§ **Data to examine**
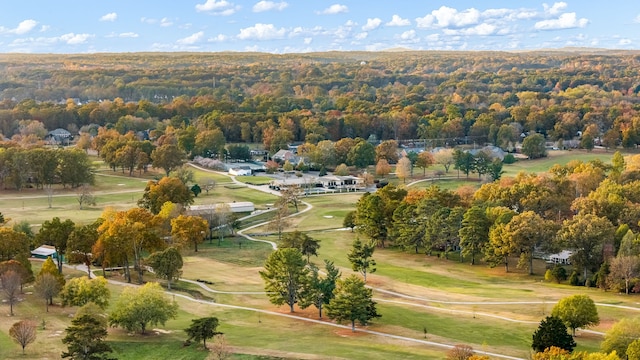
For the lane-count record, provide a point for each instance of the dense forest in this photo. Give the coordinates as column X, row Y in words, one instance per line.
column 444, row 97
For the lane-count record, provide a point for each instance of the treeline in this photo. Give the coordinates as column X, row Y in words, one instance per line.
column 591, row 209
column 44, row 167
column 444, row 98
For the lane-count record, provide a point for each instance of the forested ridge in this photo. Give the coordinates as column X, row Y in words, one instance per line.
column 392, row 95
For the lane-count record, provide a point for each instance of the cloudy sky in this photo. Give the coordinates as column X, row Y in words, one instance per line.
column 285, row 26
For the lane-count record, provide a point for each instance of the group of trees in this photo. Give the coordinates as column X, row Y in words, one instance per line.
column 445, row 98
column 589, row 208
column 291, row 280
column 552, row 340
column 43, row 167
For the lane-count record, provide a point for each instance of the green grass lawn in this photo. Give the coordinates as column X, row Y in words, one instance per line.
column 255, row 180
column 233, row 265
column 555, row 157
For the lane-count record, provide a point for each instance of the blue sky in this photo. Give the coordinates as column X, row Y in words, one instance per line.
column 286, row 26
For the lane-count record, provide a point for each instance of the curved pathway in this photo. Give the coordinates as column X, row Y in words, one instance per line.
column 387, row 292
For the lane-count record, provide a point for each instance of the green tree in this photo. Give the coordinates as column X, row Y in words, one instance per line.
column 424, row 160
column 403, row 169
column 361, row 259
column 167, row 189
column 168, row 157
column 285, row 276
column 47, row 286
column 576, row 311
column 526, row 232
column 298, row 240
column 186, row 229
column 586, row 235
column 494, row 169
column 621, row 335
column 80, row 244
column 625, row 268
column 12, row 244
column 552, row 332
column 370, row 217
column 352, row 301
column 387, row 150
column 203, row 329
column 56, row 233
column 81, row 291
column 533, row 146
column 23, row 332
column 167, row 264
column 474, row 233
column 75, row 168
column 349, row 220
column 49, row 267
column 10, row 281
column 320, row 291
column 464, row 161
column 85, row 338
column 361, row 155
column 209, row 143
column 633, row 350
column 136, row 308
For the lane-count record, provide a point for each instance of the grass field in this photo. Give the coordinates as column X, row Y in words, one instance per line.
column 455, row 302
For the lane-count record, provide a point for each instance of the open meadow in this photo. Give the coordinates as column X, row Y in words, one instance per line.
column 427, row 303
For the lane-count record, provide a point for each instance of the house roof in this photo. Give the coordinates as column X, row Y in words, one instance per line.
column 59, row 132
column 44, row 250
column 283, row 153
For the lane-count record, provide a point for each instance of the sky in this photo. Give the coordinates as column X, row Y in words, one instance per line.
column 298, row 26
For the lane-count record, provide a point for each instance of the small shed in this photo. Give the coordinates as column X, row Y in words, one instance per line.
column 561, row 258
column 240, row 171
column 59, row 137
column 44, row 252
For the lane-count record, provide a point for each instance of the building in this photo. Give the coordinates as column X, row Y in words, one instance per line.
column 235, row 207
column 240, row 170
column 283, row 155
column 561, row 258
column 59, row 137
column 44, row 252
column 341, row 182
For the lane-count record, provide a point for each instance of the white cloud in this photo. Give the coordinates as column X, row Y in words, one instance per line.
column 25, row 26
column 261, row 32
column 215, row 7
column 164, row 22
column 191, row 39
column 361, row 36
column 75, row 39
column 480, row 30
column 261, row 6
column 396, row 20
column 148, row 20
column 555, row 9
column 219, row 38
column 372, row 24
column 449, row 17
column 109, row 17
column 565, row 21
column 334, row 9
column 408, row 35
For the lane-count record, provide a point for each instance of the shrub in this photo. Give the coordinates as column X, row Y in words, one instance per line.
column 559, row 273
column 509, row 159
column 574, row 279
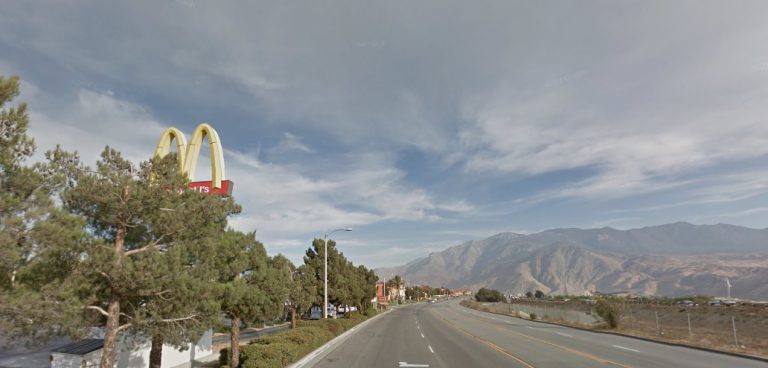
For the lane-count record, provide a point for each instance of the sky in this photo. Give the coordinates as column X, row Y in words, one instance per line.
column 418, row 124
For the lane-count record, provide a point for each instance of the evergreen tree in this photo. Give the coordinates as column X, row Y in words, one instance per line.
column 252, row 286
column 33, row 231
column 144, row 271
column 301, row 293
column 347, row 284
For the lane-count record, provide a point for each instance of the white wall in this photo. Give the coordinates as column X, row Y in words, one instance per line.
column 61, row 360
column 137, row 355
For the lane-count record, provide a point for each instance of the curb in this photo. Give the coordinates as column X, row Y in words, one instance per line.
column 669, row 343
column 336, row 340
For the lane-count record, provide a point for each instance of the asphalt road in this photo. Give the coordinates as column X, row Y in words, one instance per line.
column 448, row 335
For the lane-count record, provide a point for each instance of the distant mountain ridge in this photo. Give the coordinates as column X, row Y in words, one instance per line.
column 672, row 259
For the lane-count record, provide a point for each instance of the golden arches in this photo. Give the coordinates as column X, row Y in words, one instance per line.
column 188, row 153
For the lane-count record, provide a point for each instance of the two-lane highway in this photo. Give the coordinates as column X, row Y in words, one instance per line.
column 448, row 335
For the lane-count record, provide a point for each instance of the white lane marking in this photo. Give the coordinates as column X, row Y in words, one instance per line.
column 621, row 347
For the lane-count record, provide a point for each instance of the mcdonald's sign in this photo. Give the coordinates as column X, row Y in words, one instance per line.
column 188, row 153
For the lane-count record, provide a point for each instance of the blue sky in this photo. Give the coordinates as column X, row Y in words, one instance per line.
column 420, row 124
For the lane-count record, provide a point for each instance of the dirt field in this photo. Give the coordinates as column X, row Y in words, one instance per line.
column 710, row 327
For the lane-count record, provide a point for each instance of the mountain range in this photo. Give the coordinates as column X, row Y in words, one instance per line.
column 670, row 260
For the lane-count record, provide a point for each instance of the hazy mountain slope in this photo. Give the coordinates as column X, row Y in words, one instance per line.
column 674, row 259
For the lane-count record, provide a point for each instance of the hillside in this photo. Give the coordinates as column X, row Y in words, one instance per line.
column 673, row 259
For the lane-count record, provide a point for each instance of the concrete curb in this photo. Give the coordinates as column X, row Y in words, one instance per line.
column 336, row 340
column 669, row 343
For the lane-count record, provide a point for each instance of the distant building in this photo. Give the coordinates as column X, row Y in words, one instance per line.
column 461, row 292
column 381, row 298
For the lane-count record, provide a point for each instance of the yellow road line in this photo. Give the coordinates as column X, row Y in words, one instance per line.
column 565, row 348
column 488, row 343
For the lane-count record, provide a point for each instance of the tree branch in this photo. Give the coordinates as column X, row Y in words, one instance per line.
column 98, row 309
column 171, row 320
column 146, row 247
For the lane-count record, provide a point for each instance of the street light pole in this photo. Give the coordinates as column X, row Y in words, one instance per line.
column 325, row 271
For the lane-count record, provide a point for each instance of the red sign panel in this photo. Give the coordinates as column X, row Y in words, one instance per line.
column 206, row 187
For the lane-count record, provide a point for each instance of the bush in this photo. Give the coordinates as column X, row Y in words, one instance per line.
column 609, row 311
column 284, row 348
column 489, row 295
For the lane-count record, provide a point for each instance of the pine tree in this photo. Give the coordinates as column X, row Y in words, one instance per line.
column 301, row 293
column 240, row 261
column 38, row 241
column 152, row 240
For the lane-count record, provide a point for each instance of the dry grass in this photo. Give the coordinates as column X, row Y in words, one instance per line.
column 711, row 327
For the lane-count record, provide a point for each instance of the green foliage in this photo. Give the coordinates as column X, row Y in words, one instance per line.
column 288, row 346
column 489, row 295
column 40, row 244
column 347, row 284
column 610, row 311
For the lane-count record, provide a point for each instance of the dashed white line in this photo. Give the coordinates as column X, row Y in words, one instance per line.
column 621, row 347
column 406, row 364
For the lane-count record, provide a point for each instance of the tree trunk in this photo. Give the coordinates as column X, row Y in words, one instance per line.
column 156, row 353
column 110, row 334
column 234, row 360
column 113, row 310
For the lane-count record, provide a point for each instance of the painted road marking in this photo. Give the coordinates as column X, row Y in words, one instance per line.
column 486, row 342
column 574, row 351
column 406, row 364
column 621, row 347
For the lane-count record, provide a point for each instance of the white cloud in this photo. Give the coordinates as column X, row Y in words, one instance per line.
column 291, row 143
column 93, row 121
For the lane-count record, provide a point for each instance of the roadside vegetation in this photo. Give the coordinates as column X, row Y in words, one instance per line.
column 691, row 320
column 289, row 346
column 121, row 246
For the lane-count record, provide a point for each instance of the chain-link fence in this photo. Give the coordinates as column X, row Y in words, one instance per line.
column 740, row 328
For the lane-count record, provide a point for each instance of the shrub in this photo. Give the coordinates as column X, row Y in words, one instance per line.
column 609, row 311
column 284, row 348
column 489, row 295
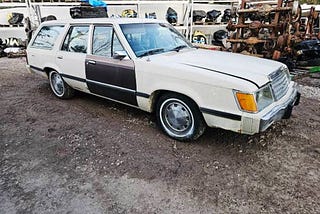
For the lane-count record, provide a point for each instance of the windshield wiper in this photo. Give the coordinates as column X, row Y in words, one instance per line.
column 178, row 48
column 151, row 52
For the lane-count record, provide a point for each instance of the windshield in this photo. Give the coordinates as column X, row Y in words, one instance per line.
column 153, row 38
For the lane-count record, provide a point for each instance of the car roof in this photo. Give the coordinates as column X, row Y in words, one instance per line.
column 104, row 21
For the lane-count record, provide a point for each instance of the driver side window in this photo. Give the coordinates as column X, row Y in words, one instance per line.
column 105, row 42
column 76, row 39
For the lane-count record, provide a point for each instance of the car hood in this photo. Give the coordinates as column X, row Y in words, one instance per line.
column 253, row 69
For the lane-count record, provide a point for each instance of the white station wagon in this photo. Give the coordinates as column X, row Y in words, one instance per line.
column 148, row 64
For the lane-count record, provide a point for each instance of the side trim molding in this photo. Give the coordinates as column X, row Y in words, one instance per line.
column 36, row 68
column 111, row 86
column 221, row 114
column 73, row 77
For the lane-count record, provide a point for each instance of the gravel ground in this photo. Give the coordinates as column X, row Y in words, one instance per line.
column 89, row 155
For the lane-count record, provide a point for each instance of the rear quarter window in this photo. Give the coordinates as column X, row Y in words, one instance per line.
column 47, row 37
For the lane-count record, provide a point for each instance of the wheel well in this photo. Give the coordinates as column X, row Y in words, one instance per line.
column 47, row 70
column 157, row 94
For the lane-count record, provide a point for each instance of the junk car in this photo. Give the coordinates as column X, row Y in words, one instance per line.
column 149, row 65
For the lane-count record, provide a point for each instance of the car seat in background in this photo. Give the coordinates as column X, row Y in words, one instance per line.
column 129, row 13
column 172, row 16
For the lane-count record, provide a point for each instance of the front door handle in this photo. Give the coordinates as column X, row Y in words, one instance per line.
column 92, row 62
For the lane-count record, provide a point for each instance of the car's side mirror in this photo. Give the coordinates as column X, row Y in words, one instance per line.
column 119, row 55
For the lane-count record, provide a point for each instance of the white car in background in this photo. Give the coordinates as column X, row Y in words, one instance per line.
column 149, row 65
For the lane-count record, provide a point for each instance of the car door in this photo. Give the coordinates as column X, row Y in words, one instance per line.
column 72, row 54
column 108, row 72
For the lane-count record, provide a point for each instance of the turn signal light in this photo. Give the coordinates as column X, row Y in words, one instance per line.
column 246, row 102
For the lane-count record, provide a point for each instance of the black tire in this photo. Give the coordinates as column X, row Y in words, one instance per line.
column 179, row 117
column 59, row 87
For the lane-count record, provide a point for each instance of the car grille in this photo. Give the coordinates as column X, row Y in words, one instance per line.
column 279, row 82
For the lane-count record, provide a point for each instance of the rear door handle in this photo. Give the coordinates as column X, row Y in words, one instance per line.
column 92, row 62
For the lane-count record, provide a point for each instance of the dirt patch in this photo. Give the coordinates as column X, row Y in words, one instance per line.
column 90, row 155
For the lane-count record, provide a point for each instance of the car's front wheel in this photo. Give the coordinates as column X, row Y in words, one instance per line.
column 179, row 117
column 59, row 87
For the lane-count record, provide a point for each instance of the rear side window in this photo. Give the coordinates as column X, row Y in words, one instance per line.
column 76, row 39
column 47, row 37
column 105, row 42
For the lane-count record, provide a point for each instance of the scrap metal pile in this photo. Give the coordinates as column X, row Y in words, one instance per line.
column 279, row 31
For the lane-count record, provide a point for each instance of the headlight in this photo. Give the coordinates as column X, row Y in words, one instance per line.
column 255, row 102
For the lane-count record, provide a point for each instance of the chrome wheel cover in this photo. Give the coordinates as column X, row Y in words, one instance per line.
column 176, row 117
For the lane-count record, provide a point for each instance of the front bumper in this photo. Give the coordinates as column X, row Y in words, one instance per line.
column 282, row 111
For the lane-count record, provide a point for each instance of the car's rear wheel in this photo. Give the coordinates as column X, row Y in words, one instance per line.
column 59, row 87
column 179, row 117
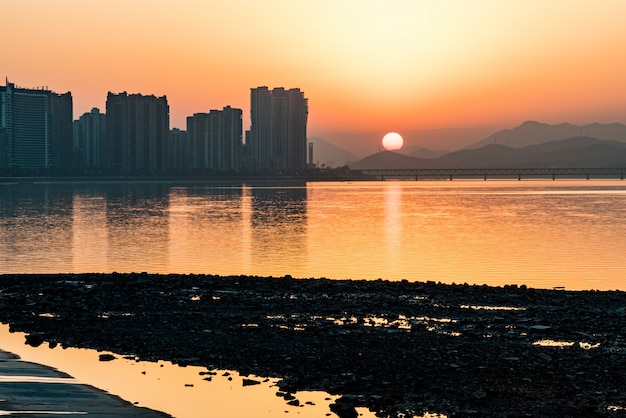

§ **Task**
No pictures belong in the copy: reproduce exactly the lines above from the one that contains "the rear door" through the last line of the entries.

§ **Result**
For the lane-count record, provide a point for each instance of the rear door handle in this photo. Give the coordinates as column X, row Y in words, one instance per line.
column 92, row 62
For the lane-count record, provide a point for each instance of the dirt patch in this photo. Give the coordinates as column X, row Y in words, one instance per line.
column 90, row 155
For the lane-count record, provide a point for each instance of the car's front wheel in this photo. Give the coordinates as column X, row Y in words, one instance per line.
column 179, row 117
column 59, row 87
For the lane-count record, provide a point for each instance of the rear side window in this photo. Give the coordinates as column X, row Y in words, one instance per line.
column 76, row 39
column 47, row 37
column 105, row 42
For the lane-count record, provide a point for each instance of the scrap metal pile in this photo. Give the coordinates as column X, row Y in words, one instance per line.
column 279, row 31
For the lane-count record, provide a point for each instance of the headlight in this photo. Give the coordinates as column X, row Y in words, one instance per line.
column 255, row 102
For the lane-count record, provide a point for each instance of the chrome wheel cover in this photo. Give the coordinates as column X, row Y in words, one instance per line.
column 176, row 117
For the lane-count record, provide a point for each instance of the front bumper in this photo. Give the coordinates as column X, row Y in words, one instance per line.
column 282, row 111
For the lane-count record, provide a point for each instance of the car's rear wheel in this photo. Give the coordinates as column X, row Y in words, one instance per line.
column 59, row 87
column 179, row 117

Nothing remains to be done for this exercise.